The Grand Lodge of Scotland has 11 active Lodges with the words "Royal Arch" in their title, viz.:


 
76 Royal Arch, Stirling  chartered 21/5/1759

114  Royal Arch, Cambuslang  chartered 6/2/1769

116  Royal Arch, Rutherglen  chartered 21/3/1769

122  Royal Arch, Perth  chartered 5/2/1770

153  Royal Arch, Pollokshaws  chartered 3/2/1783

195  Caledonian St John Royal Arch, chartered 2/5/1796

198  Royal Arch, Maybole  chartered 6/2/1797

314  Royal Arch, West Kilbride  chartered 2/5/1825

320  St John's Royal Arch, Ardrossan chartered 6/2/1826

321  Bonhill and Alexandria St Andrew's Royal Arch chartered 6/2/1826

424  Border Union Royal Arch, Hawick chartered 31/8/1868
 
This apparent inconsistency is due to events in the late eighteenth century when Freemasonry evolved into its present forms and was also influenced by the great social and political upheavals at the turn of the century.

# # # # #

[SET TASK 1]
Retype the passage on the Royal Arch lodges from "314  Royal Arch, West" up to and including "of the century.".
[SET TASK 2]
Decide whether each statement agrees with the passage on the Royal Arch lodges, answering yes or no and quoting the words that settle it. (a) The Grand Lodge of Scotland has 12 active lodges with "Royal Arch" in their titles. (b) The lodge at Ardrossan was chartered in 1826. (c) The lodge at Hawick was chartered before 1800.

Recorded data
# # # # #

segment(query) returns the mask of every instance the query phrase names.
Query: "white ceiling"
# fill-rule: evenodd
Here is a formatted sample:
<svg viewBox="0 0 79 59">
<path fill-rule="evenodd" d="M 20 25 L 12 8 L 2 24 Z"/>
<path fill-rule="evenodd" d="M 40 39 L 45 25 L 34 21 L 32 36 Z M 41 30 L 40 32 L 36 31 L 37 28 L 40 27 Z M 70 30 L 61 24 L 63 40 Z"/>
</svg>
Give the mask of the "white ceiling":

# # # # #

[RESULT 1]
314  Royal Arch, West Kilbride  chartered 2/5/1825

320  St John's Royal Arch, Ardrossan chartered 6/2/1826

321  Bonhill and Alexandria St Andrew's Royal Arch chartered 6/2/1826

424  Border Union Royal Arch, Hawick chartered 31/8/1868
 
This apparent inconsistency is due to events in the late eighteenth century when Freemasonry evolved into its present forms and was also influenced by the great social and political upheavals at the turn of the century.

[RESULT 2]
(a) No: "has 11 active Lodges"
(b) Yes: "St John's Royal Arch, Ardrossan chartered 6/2/1826"
(c) No: "Border Union Royal Arch, Hawick chartered 31/8/1868"